### PROVIDED TEXT:
►
I don't see how they could still tips. When people place an order through the app, the tip thing is right there. I just used them the other day. On the checkout page, the tip option is there right above the total. They automatically have the tip added, and when your ordering you have to physically remove he tip. But you have to pay attention because since its added if you don't look you wont even pay attention that the tp is on there. They tip at checkout and you cant tip after delivery unless they give you cash. You are told up front what the delivery amount is so you don have to accept it if its too low. If its anything like UE, just park around restaurants.


----------



## andaas (May 19, 2015)

Storm104 said:


> I don't see how they could still tips. When people place an order through the app, the tip thing is right there. I just used them the other day. On the checkout page, the tip option is there right above the total. They automatically have the tip added, and when your ordering you have to physically remove he tip. But you have to pay attention because since its added if you don't look you wont even pay attention that the tp is on there. They tip at checkout and you cant tip after delivery unless they give you cash. You are told up front what the delivery amount is so you don have to accept it if its too low. If its anything like UE, just park around restaurants.


What you aren't grasping is that a DoorDash Drive order is not placed via the DoorDash app. Those tips are paid to directly the restaurant, and the restaurant is not required to pass those along to the DoorDash driver.


----------
◄
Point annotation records
►
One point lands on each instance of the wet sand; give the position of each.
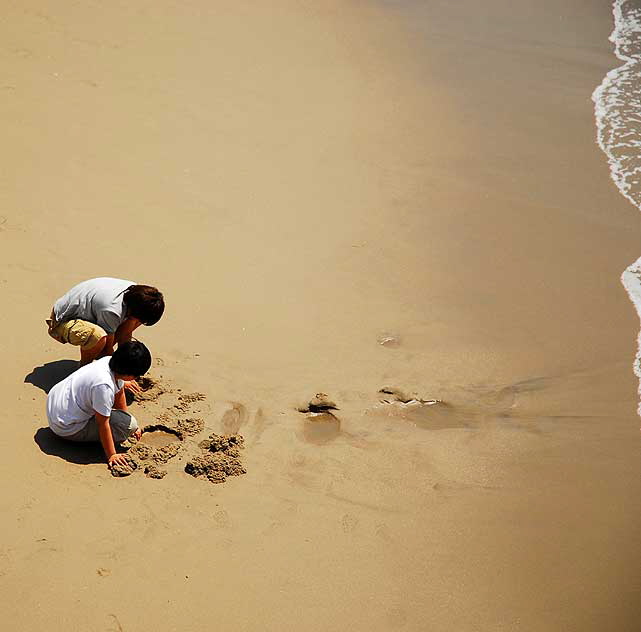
(303, 182)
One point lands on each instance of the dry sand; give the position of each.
(302, 180)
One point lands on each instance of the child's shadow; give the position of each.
(48, 375)
(73, 452)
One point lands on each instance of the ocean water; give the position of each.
(617, 107)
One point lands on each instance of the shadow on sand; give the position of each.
(48, 375)
(80, 453)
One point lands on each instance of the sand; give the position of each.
(334, 198)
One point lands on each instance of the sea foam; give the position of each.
(617, 107)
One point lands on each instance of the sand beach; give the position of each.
(340, 198)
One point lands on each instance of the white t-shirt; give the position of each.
(72, 402)
(98, 301)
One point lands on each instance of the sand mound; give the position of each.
(220, 458)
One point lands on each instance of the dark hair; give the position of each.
(144, 302)
(131, 358)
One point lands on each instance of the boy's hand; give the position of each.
(118, 459)
(133, 387)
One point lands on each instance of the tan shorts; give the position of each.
(79, 333)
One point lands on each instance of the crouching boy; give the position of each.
(90, 404)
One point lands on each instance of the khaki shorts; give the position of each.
(79, 333)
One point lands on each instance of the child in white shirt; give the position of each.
(90, 404)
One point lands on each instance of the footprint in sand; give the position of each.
(349, 523)
(430, 414)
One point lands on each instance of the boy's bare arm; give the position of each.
(107, 440)
(120, 401)
(109, 346)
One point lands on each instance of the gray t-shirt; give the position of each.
(98, 301)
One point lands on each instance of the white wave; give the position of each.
(617, 108)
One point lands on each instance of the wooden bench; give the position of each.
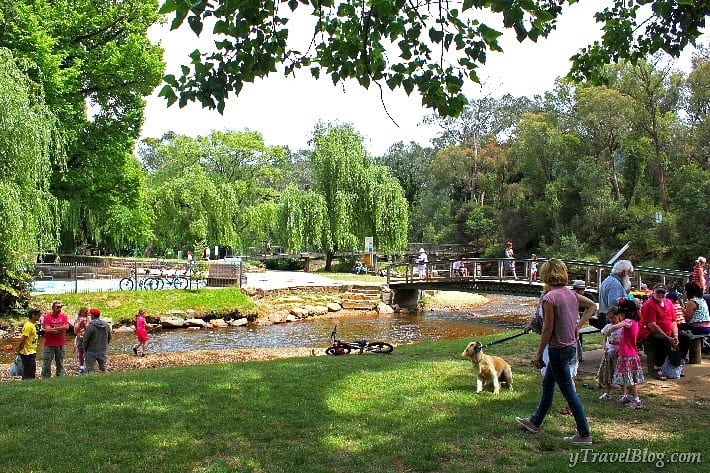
(580, 342)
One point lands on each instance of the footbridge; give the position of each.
(506, 276)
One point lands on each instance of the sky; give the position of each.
(285, 109)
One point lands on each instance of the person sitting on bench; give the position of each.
(696, 310)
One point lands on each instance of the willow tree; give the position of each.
(352, 198)
(28, 148)
(301, 220)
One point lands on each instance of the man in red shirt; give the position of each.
(659, 328)
(55, 324)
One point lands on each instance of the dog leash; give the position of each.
(503, 340)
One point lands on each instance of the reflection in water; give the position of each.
(502, 312)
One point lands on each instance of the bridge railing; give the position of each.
(501, 269)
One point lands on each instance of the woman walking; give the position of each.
(559, 334)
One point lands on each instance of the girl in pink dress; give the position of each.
(82, 319)
(141, 332)
(628, 372)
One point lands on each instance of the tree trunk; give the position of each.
(329, 260)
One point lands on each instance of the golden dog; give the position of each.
(492, 370)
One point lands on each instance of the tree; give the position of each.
(28, 140)
(409, 164)
(433, 47)
(352, 198)
(656, 92)
(604, 116)
(699, 106)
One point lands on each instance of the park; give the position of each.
(612, 153)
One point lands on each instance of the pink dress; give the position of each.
(628, 370)
(141, 329)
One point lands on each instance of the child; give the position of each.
(677, 308)
(605, 374)
(141, 332)
(628, 372)
(82, 319)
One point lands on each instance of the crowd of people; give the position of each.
(660, 323)
(92, 336)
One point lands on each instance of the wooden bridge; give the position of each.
(493, 275)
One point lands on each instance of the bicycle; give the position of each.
(149, 283)
(341, 347)
(175, 281)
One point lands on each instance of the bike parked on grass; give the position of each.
(341, 347)
(153, 283)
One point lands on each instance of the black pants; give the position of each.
(29, 366)
(599, 321)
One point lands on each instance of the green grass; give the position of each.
(123, 305)
(411, 411)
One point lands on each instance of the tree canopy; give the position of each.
(95, 63)
(432, 47)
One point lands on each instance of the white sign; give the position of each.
(369, 244)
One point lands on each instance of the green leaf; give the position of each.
(168, 93)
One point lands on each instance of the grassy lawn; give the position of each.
(411, 411)
(123, 305)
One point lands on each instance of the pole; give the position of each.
(619, 253)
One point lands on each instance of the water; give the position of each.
(502, 312)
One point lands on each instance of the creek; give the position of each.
(503, 312)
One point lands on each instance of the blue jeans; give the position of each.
(558, 373)
(56, 354)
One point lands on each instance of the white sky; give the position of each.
(285, 110)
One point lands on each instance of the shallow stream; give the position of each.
(502, 312)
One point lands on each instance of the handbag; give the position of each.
(16, 368)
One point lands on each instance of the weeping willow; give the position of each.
(29, 144)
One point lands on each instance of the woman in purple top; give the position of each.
(559, 334)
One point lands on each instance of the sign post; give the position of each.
(369, 250)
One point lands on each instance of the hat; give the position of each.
(578, 284)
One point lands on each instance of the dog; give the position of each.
(492, 370)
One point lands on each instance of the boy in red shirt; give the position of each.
(55, 324)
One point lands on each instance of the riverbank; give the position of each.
(413, 410)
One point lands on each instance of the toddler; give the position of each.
(605, 374)
(628, 372)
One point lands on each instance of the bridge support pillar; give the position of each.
(408, 298)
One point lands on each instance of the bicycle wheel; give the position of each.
(379, 347)
(339, 350)
(152, 284)
(126, 284)
(180, 283)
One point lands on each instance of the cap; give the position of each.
(578, 284)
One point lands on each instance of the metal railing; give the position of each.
(519, 270)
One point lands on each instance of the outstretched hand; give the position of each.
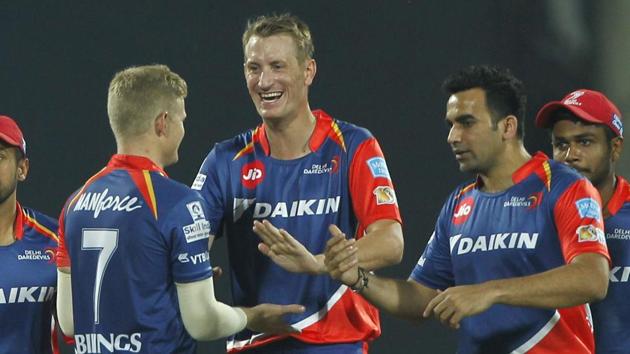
(285, 250)
(341, 257)
(269, 318)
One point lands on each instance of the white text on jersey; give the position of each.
(112, 343)
(98, 202)
(297, 208)
(508, 240)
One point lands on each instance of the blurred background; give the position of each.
(380, 65)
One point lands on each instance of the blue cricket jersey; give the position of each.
(611, 316)
(549, 216)
(128, 235)
(28, 285)
(343, 181)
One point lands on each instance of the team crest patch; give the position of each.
(196, 211)
(384, 195)
(617, 124)
(589, 208)
(378, 167)
(590, 233)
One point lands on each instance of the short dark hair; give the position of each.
(504, 92)
(565, 114)
(270, 25)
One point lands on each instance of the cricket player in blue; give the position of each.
(134, 271)
(587, 134)
(295, 174)
(27, 257)
(517, 253)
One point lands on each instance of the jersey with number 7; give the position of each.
(128, 235)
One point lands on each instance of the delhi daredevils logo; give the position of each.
(462, 211)
(252, 174)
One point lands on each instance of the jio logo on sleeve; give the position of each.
(252, 174)
(462, 211)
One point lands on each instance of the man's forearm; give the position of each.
(582, 281)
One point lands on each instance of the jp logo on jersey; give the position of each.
(252, 174)
(463, 210)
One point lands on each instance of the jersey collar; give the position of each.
(18, 225)
(132, 162)
(619, 197)
(324, 127)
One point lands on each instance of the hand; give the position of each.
(341, 258)
(285, 250)
(269, 318)
(453, 304)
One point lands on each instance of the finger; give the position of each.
(264, 249)
(262, 232)
(333, 260)
(287, 309)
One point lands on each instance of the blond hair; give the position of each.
(267, 26)
(138, 94)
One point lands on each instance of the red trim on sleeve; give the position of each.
(373, 198)
(619, 197)
(62, 258)
(570, 224)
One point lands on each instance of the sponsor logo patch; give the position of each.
(589, 208)
(590, 233)
(196, 231)
(252, 174)
(384, 195)
(617, 124)
(196, 211)
(462, 211)
(378, 167)
(199, 182)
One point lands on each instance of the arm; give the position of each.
(205, 318)
(64, 301)
(401, 298)
(583, 280)
(290, 254)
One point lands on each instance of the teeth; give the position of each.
(270, 95)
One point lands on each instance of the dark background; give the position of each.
(380, 65)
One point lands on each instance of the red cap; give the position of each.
(11, 134)
(588, 105)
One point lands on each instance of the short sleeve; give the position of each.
(209, 185)
(371, 187)
(578, 217)
(187, 229)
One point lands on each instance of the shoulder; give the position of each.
(41, 223)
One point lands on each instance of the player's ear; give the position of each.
(509, 127)
(22, 169)
(160, 124)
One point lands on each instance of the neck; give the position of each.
(140, 146)
(606, 189)
(499, 177)
(289, 138)
(7, 220)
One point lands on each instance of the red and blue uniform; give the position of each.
(343, 181)
(611, 316)
(28, 285)
(129, 234)
(548, 217)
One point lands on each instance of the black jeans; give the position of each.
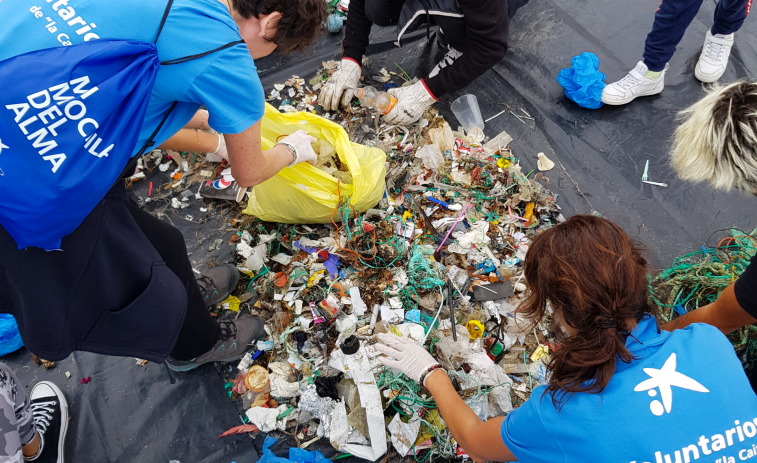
(386, 13)
(200, 332)
(121, 285)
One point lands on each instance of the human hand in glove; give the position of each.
(341, 85)
(405, 355)
(412, 102)
(300, 144)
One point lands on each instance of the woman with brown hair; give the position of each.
(614, 378)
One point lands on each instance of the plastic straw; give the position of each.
(462, 214)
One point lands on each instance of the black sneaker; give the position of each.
(50, 412)
(217, 283)
(236, 337)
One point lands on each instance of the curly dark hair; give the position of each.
(593, 275)
(301, 20)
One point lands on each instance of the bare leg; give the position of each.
(199, 121)
(193, 141)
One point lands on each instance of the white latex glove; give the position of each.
(302, 144)
(412, 102)
(404, 355)
(341, 85)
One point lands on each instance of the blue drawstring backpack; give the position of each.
(70, 118)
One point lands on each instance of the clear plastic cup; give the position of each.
(468, 113)
(370, 97)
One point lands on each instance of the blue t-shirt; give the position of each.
(686, 398)
(226, 81)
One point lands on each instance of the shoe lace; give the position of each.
(628, 81)
(713, 50)
(228, 329)
(205, 282)
(42, 413)
(449, 58)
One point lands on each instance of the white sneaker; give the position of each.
(451, 56)
(714, 58)
(634, 84)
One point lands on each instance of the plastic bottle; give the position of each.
(382, 101)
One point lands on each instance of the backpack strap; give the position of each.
(190, 57)
(163, 21)
(199, 55)
(151, 141)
◄
### BRIEF 1:
In the DoorDash tipping thread, reproduce the stretch from "What you aren't" through "the DoorDash driver.", replacing "the restaurant" with "the merchant".
### BRIEF 2:
According to the reply in the DoorDash tipping thread, why might a driver not receive the tip on a DoorDash Drive order? Answer in one to three sentences.
The records have no role here.

### RESPONSE 1:
What you aren't grasping is that a DoorDash Drive order is not placed via the DoorDash app. Those tips are paid to directly the merchant, and the merchant is not required to pass those along to the DoorDash driver.

### RESPONSE 2:
A DoorDash Drive order is not placed through the DoorDash app, so its tips are paid directly to the restaurant. The restaurant is not required to pass those tips along to the DoorDash driver.